> [Parts of the exercise]
a) According to the ClojureScript async text, which library offers a straightforward API for promises in both Clojure and ClojureScript?
b) Copy the ClojureScript async text between "Now, there’s a" and "(let [a (somefunc)] ...)", inclusive.

(Reading text)

Being a hosted language, Clojure heavily relies on the underlying language and its runtime. While the JVM Clojure is praised for being so integrated with JVM that it’s easier to use Java code from Clojure than from Java itself, the same doesn’t exactly hold true for ClojureScript.
In the modern Javascript world, everything is async. Many APIs are awaitable even if there’s no explicit need for them to be, because chaining promises is easy. Unfortunately, ClojureScript doesn’t provide any first-class support for those.
The interop guide suggests several options, but the straightforward way to use them is basically the sugar-coated JS syntax of chaining .then()
s. The same document discusses core.async
, the Clojure’s take on the Go multitasking model that uses channels to pass data between concurrently running tasks.
core.async
isn’t without issues, though. It’s notorious for losing type hints, so externs inference basically doesn’t work. In practice, that means problems for any promises that return JS objects, because you want to type-hint those for closure compiler.
This loops us back to the ecosystem problem. In JVM world, there’s a substantial amount of Clojure libraries, and even more Java ones. In Node world, the amount of ClojureScript libraries is severely limited and you will end up using npm a lot. That means, you will have to interact with JS world a lot.
Now, there’s a neat alternative to core.async
, promesa offers a straightforward API for promises in both Clojure and ClojureScript. Indeed, you just change your (let [a (somefunc)] ...)
for (p/let [a (somefunc)] ...)
and somefunc
will be automatically awaited if it returns a promise. Nesting problem is solved! You also have a handful of extras, like p/do
or p/->
, all of which behave exactly as the core Clojure counterparts, but now with async awareness.
It works great, mostly. Where it breaks apart is when you need to pass the promise into the JS world, e.g. when you pass your function into something like prom-client
that can take both regular functions and async ones. Promesa’s problem is that it reimplements promises from scratch, thus the JS world cannot identify them as being awaitable.

(End Reading text)
(Study material)

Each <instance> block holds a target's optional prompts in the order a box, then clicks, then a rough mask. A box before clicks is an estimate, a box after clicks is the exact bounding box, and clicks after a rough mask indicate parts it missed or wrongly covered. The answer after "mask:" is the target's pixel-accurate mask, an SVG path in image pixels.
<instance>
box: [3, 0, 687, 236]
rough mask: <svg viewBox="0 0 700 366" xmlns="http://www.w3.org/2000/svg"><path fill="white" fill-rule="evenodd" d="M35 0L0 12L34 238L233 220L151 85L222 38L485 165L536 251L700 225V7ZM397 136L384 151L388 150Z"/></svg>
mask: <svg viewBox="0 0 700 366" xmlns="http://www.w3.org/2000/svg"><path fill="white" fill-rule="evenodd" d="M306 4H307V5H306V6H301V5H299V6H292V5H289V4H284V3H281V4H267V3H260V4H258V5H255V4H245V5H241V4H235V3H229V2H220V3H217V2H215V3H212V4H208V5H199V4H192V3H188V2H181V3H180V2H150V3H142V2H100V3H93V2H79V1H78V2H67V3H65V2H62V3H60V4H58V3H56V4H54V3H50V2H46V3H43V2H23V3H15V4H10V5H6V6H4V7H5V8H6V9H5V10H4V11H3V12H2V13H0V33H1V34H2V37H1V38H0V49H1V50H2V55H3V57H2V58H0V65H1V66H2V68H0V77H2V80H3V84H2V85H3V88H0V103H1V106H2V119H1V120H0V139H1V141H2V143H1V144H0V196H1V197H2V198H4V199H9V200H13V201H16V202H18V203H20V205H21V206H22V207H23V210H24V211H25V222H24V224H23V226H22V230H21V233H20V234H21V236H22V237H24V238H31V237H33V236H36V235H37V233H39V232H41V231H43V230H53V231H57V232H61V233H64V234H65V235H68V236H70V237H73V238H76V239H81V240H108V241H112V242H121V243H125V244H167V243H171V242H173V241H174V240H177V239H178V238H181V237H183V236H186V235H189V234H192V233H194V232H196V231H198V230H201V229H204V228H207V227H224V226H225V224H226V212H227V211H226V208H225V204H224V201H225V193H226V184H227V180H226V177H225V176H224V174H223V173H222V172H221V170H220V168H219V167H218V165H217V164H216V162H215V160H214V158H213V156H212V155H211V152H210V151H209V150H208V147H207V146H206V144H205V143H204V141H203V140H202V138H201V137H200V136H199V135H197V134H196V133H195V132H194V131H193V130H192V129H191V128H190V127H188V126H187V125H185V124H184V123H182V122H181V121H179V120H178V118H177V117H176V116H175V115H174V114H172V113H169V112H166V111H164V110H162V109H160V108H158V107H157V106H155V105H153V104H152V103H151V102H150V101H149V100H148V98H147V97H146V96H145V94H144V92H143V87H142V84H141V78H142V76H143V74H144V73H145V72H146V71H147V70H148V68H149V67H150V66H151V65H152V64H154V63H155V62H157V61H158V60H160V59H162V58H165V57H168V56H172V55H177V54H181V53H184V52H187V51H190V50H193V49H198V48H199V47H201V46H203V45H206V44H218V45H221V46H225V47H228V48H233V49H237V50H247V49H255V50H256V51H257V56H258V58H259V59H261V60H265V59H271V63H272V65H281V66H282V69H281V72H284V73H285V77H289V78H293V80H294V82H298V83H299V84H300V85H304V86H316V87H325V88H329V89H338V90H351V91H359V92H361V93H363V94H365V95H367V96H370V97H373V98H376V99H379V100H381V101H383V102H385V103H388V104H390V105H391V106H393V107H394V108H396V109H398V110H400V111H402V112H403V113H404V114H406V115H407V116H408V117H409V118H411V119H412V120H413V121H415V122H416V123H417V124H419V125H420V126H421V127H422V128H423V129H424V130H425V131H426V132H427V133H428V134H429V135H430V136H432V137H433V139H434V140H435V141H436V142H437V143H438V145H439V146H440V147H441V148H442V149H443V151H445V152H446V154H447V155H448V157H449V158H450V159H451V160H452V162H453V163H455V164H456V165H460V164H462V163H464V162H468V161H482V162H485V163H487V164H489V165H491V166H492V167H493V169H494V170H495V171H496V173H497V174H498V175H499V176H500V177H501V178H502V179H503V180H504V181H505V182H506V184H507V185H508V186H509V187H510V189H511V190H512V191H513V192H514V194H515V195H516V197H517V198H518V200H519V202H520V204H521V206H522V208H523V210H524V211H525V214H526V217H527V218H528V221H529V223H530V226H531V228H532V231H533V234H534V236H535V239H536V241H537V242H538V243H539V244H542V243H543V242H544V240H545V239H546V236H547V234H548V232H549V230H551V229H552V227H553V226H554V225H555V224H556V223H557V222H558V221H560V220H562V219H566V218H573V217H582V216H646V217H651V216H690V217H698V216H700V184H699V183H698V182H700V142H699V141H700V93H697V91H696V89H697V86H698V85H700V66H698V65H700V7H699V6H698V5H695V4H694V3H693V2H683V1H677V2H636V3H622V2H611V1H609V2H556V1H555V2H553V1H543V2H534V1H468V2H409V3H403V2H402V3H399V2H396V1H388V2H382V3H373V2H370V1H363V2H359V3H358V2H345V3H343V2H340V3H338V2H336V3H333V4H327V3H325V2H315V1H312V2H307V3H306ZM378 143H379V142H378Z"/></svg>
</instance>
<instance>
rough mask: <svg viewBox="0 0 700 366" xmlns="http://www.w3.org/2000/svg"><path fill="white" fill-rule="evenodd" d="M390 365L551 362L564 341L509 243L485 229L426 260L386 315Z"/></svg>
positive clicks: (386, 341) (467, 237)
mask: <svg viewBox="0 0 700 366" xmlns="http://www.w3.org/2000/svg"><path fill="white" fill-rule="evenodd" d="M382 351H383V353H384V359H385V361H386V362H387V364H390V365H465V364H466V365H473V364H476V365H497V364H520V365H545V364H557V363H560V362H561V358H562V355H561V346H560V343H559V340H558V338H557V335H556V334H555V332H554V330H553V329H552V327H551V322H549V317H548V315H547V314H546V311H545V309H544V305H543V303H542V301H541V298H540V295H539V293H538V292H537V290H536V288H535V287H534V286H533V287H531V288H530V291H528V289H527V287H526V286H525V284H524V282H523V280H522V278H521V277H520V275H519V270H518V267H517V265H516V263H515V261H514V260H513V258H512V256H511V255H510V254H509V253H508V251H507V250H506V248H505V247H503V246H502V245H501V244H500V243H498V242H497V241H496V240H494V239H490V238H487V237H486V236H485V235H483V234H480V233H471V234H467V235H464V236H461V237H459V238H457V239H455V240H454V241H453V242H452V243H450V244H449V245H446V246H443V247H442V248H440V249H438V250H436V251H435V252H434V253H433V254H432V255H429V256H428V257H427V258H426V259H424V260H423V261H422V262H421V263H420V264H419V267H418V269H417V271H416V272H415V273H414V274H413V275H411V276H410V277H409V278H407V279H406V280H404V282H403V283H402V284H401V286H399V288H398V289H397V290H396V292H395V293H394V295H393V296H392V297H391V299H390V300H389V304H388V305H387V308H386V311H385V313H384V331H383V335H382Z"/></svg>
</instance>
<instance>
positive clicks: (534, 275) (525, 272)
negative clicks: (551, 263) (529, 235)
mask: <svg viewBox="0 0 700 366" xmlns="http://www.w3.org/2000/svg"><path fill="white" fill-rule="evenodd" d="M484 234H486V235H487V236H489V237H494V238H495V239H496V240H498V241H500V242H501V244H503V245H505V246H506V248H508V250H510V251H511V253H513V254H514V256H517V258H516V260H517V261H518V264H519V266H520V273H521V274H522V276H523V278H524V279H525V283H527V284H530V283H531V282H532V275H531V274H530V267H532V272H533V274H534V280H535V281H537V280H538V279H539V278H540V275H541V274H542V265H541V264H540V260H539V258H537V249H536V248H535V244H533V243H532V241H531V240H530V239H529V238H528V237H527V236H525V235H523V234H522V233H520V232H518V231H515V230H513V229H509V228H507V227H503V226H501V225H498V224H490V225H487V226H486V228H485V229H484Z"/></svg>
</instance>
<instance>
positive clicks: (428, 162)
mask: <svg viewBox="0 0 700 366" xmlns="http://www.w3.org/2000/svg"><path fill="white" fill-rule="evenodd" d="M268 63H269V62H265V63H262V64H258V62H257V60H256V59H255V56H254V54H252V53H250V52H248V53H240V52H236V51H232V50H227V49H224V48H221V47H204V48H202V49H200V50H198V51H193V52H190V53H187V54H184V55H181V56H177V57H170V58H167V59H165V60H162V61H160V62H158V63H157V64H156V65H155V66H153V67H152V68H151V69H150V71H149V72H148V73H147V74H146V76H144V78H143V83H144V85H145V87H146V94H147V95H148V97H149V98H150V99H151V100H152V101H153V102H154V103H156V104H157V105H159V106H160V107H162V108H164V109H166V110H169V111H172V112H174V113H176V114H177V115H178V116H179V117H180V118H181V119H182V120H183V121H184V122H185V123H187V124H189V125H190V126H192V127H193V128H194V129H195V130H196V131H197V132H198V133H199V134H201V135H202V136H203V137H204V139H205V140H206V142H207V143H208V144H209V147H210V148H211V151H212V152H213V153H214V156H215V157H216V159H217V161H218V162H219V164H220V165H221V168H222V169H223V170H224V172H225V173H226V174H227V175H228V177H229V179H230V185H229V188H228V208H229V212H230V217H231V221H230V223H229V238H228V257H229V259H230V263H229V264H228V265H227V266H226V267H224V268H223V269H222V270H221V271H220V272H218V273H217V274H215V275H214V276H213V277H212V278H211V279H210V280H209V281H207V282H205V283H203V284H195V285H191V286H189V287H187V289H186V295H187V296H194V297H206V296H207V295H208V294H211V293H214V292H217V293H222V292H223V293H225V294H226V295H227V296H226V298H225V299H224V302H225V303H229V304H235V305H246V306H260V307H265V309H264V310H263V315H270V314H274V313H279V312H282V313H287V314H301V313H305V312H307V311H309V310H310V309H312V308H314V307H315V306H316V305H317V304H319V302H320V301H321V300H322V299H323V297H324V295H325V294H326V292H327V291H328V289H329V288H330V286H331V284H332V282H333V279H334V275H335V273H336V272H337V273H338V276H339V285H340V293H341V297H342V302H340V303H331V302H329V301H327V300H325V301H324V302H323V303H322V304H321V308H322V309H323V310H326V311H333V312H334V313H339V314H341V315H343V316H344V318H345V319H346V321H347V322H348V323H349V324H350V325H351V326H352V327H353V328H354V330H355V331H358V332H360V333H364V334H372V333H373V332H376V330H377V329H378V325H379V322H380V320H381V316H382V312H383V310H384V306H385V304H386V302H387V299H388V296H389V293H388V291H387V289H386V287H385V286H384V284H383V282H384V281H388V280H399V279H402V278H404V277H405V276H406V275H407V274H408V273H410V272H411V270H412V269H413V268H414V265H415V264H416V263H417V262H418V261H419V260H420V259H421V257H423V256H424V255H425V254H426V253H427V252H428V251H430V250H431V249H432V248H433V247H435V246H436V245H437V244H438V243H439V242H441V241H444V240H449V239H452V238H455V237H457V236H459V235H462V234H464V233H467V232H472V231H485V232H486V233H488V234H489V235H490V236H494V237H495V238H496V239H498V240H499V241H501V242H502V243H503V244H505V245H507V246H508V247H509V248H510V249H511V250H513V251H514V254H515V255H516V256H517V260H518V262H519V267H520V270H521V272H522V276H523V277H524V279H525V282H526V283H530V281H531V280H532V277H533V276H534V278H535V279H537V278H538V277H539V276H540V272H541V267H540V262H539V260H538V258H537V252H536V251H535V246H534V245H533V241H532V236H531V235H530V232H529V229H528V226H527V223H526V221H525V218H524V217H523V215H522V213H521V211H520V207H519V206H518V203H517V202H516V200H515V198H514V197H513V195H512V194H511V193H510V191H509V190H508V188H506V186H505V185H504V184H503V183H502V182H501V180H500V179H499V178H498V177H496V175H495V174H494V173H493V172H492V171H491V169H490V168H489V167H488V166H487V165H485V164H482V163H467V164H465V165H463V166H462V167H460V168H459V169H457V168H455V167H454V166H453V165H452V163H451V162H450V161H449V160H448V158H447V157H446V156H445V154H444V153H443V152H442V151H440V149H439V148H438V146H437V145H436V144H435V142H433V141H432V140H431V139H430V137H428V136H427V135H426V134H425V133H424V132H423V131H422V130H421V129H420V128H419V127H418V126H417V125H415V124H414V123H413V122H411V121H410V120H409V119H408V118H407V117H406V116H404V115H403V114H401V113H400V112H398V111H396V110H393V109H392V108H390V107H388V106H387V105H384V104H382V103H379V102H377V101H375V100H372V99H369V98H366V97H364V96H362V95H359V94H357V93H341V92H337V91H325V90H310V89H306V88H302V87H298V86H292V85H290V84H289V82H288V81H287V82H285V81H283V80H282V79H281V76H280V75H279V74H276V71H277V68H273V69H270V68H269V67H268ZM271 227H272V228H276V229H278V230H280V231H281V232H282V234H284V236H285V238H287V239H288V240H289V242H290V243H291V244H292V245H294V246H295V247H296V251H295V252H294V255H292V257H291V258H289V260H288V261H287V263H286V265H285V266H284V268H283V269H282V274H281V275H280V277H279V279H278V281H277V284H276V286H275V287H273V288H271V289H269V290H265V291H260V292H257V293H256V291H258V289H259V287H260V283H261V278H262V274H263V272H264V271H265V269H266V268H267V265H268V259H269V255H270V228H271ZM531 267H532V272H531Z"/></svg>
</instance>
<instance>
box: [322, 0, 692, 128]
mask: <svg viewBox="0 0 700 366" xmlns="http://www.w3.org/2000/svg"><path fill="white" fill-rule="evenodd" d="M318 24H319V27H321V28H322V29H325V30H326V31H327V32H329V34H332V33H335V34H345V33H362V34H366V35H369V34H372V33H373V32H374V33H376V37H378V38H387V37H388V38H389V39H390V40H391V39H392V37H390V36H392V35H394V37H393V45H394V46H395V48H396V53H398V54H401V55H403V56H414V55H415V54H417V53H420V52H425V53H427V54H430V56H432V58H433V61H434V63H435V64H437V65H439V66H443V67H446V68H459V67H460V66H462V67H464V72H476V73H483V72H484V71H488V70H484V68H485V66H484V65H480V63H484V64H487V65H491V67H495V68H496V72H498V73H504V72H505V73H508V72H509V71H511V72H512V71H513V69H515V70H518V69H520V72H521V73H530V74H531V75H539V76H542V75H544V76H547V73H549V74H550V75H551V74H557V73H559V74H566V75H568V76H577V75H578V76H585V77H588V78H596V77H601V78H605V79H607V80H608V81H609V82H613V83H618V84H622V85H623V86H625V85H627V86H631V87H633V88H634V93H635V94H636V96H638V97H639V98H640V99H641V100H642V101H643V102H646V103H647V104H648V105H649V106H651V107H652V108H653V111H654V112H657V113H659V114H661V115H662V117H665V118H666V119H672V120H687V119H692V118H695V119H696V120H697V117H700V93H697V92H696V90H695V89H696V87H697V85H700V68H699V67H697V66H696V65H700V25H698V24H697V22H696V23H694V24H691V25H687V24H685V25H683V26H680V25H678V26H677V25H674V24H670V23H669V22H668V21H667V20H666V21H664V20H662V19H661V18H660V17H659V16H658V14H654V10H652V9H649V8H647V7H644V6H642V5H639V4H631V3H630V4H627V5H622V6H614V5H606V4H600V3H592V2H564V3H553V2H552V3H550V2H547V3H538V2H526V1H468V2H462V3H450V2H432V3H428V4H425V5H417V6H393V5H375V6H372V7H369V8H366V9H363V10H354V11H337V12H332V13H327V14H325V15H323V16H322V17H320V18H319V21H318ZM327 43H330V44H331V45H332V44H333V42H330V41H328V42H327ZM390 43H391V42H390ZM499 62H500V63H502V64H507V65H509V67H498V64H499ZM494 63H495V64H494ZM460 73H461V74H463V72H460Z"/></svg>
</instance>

(End Study material)

> [Responses by task]
a) Promesa.

b)
Now, there’s a neat alternative to core.async
, promesa offers a straightforward API for promises in both Clojure and ClojureScript. Indeed, you just change your (let [a (somefunc)] ...)